** Start of SUPPLIED ENTRIES **

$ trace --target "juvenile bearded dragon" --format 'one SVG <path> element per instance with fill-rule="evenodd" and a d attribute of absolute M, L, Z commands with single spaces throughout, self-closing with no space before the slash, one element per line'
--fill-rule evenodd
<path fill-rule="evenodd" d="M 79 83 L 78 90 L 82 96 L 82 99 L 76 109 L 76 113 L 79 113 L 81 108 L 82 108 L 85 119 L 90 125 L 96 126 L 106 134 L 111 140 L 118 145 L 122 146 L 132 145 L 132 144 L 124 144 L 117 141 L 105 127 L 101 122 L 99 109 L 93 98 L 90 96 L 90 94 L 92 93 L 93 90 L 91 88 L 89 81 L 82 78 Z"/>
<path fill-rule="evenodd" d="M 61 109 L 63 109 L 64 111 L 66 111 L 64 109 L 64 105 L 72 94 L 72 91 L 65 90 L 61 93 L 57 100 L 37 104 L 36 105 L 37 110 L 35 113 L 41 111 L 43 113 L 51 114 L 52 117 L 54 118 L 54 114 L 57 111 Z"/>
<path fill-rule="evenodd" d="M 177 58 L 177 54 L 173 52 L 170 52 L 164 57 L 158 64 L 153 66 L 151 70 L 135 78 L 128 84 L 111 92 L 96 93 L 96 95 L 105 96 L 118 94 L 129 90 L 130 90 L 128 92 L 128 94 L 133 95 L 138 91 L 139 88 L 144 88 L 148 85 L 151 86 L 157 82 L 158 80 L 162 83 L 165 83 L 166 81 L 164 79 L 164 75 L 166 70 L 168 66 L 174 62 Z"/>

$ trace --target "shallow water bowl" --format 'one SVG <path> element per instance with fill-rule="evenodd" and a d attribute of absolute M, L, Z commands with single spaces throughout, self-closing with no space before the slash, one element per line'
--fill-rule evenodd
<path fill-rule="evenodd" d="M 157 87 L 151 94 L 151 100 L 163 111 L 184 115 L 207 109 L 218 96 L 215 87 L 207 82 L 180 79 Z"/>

** End of SUPPLIED ENTRIES **

Rewrite the material above, renaming "shallow water bowl" to "water dish" and leaving everything else unchanged.

$ trace --target "juvenile bearded dragon" --format 'one SVG <path> element per instance with fill-rule="evenodd" and a d attribute of absolute M, L, Z commands with single spaces throughout, self-closing with no space before the slash, one element per line'
--fill-rule evenodd
<path fill-rule="evenodd" d="M 79 83 L 78 90 L 82 96 L 82 99 L 76 109 L 76 113 L 79 113 L 81 108 L 82 108 L 85 119 L 90 125 L 96 126 L 106 134 L 111 140 L 118 145 L 122 146 L 132 145 L 132 144 L 124 144 L 117 141 L 105 127 L 101 122 L 99 109 L 93 98 L 90 96 L 90 94 L 92 93 L 93 90 L 91 88 L 89 81 L 82 78 Z"/>
<path fill-rule="evenodd" d="M 61 109 L 63 109 L 64 111 L 66 111 L 64 109 L 64 105 L 72 94 L 72 91 L 65 90 L 61 93 L 57 100 L 37 104 L 36 105 L 37 110 L 35 113 L 41 111 L 43 113 L 51 114 L 52 117 L 54 118 L 54 114 L 57 111 Z"/>
<path fill-rule="evenodd" d="M 177 58 L 177 54 L 173 52 L 170 52 L 164 57 L 158 64 L 153 66 L 151 70 L 135 78 L 128 84 L 111 92 L 96 93 L 96 95 L 105 96 L 118 94 L 129 90 L 130 90 L 128 92 L 128 94 L 133 95 L 138 91 L 139 88 L 144 88 L 148 85 L 151 86 L 157 82 L 158 80 L 162 83 L 165 83 L 166 81 L 164 79 L 164 75 L 166 70 L 168 66 L 174 62 Z"/>

$ trace --target "water dish" --format 'one SVG <path> element per instance with fill-rule="evenodd" and a d attribute of absolute M, L, Z commands with single spaces throughout, self-closing with no space before the slash, one element per line'
--fill-rule evenodd
<path fill-rule="evenodd" d="M 157 87 L 151 94 L 151 100 L 163 111 L 184 115 L 207 109 L 218 96 L 215 87 L 207 82 L 180 79 Z"/>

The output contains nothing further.